■ Assignment ■
Provide again, from the entries below, every line from the one containing "Target: black and white photograph" through the one containing "Target: tunic breast pocket", exactly as written, and no other line.

■ Records supplied ■
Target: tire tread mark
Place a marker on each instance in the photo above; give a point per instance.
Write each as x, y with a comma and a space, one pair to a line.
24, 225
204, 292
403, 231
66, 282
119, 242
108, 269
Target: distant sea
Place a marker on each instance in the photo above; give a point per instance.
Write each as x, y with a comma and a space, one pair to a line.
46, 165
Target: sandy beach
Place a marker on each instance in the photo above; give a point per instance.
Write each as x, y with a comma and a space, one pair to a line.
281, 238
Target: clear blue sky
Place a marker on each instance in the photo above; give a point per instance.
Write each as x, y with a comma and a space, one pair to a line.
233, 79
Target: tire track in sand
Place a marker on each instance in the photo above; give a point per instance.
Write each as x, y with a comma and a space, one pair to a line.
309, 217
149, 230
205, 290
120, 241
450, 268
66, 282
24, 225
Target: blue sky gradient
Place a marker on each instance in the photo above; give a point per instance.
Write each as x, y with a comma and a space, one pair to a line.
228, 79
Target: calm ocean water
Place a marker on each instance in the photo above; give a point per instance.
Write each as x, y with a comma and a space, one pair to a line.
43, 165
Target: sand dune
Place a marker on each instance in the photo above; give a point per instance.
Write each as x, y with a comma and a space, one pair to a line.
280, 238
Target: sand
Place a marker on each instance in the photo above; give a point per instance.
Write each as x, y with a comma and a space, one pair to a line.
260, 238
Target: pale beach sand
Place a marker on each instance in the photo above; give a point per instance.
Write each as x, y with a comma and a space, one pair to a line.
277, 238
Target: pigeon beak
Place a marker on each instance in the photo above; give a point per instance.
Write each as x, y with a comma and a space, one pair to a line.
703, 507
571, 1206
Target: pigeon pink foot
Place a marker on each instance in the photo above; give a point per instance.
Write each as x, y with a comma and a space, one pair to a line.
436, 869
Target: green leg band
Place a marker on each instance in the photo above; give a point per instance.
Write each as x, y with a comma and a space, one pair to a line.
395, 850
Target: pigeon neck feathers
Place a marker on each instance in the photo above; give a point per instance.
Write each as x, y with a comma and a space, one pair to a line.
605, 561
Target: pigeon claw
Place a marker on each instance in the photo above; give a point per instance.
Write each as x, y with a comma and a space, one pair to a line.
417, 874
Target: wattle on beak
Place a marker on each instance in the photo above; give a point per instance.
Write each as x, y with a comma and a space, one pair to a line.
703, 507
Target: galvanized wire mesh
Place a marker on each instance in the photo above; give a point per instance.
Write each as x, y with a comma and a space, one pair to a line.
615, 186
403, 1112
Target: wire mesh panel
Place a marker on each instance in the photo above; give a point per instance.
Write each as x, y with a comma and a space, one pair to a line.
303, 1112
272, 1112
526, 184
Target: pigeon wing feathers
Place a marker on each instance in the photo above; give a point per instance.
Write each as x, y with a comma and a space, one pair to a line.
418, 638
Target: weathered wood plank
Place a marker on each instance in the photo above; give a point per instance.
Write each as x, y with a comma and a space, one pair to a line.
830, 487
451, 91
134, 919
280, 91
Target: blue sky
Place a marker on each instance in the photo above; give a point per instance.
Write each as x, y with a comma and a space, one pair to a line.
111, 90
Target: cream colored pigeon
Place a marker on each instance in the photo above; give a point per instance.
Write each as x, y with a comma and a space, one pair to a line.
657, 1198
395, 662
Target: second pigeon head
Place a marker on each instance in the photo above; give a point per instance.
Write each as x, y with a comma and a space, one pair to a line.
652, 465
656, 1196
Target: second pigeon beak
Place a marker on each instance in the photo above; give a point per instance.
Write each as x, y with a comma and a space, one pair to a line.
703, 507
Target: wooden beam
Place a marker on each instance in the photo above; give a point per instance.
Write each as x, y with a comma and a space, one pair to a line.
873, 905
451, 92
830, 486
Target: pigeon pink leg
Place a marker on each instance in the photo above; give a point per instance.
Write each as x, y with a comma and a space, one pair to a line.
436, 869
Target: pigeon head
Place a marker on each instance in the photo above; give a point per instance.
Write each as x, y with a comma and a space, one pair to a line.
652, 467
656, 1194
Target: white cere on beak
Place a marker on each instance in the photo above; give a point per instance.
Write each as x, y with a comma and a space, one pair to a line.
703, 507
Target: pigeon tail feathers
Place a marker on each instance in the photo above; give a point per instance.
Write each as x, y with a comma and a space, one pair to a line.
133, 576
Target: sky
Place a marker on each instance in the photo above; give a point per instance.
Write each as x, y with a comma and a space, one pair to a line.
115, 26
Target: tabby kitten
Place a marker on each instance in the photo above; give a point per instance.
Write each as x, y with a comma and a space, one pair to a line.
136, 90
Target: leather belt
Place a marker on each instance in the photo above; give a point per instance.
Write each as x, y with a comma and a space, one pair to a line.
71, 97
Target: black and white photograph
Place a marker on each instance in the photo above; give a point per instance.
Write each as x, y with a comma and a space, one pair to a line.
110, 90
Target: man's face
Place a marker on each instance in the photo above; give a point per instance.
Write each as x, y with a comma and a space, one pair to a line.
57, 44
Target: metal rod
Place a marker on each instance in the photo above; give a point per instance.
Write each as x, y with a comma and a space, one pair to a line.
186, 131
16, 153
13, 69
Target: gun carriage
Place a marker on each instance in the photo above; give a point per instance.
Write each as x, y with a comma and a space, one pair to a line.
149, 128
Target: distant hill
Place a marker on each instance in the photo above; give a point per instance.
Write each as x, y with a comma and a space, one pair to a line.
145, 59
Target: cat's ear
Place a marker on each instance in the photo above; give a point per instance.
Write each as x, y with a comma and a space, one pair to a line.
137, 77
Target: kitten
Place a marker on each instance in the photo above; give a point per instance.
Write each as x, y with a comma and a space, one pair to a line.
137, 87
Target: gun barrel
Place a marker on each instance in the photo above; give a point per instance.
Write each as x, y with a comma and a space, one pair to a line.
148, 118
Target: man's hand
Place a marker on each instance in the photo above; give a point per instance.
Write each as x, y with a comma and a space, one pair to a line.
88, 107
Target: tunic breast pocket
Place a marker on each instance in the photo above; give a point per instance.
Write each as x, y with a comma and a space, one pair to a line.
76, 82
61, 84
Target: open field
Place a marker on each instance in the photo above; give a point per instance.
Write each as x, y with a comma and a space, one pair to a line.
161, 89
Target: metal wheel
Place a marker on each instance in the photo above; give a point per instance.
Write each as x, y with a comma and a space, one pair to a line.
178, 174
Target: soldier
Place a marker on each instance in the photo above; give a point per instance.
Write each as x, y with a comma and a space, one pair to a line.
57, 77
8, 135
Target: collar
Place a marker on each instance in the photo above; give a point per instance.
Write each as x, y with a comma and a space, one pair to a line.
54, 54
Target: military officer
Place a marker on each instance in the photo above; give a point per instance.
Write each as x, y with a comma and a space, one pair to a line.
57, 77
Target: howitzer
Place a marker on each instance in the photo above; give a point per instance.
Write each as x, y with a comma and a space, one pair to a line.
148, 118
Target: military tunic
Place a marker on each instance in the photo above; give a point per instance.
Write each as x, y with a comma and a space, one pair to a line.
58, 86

■ Worked solution ■
Target: black and white photograph
Place a marker on each instance in the photo above; give a point per instance.
Write each as x, y with a comma and a space, one pair to a line.
110, 90
Target: man's face
Place a marker on each instance in the photo above; give a point per instance.
Write each as x, y with a comma and a space, one pair to a line.
57, 44
Target: metal rod
Place a marker on each instance in the photo above; give a point per instance.
Write each as x, y with a comma and a space, one pair to a line.
186, 131
16, 153
13, 69
Target: gun carriage
Place a marker on each instance in the photo above; give a point per instance.
Write each as x, y with a comma and a space, one pair to a line.
149, 128
Target: distant hill
Place a marker on each instance in the photo above; give a point per instance.
Write each as x, y with a comma and a space, one pair to a line.
145, 59
Target: cat's ear
Place a marker on each instance in the photo above; give a point per instance.
Write each as x, y with a comma and a space, one pair to a line.
137, 77
Target: kitten
Place a marker on each instance in the photo above; give a point per instance.
Write each as x, y with a comma and a space, one pair to a line.
137, 87
Target: gun barrel
Place a marker on each instance in the photo above; give a point per instance.
Write each as x, y with a comma and a space, one pair to a line.
148, 118
Target: man's hand
Place a marker on each instance in the photo above; give a point per instance.
Write each as x, y with a comma and a space, one pair to a line.
88, 107
Target: tunic breast pocket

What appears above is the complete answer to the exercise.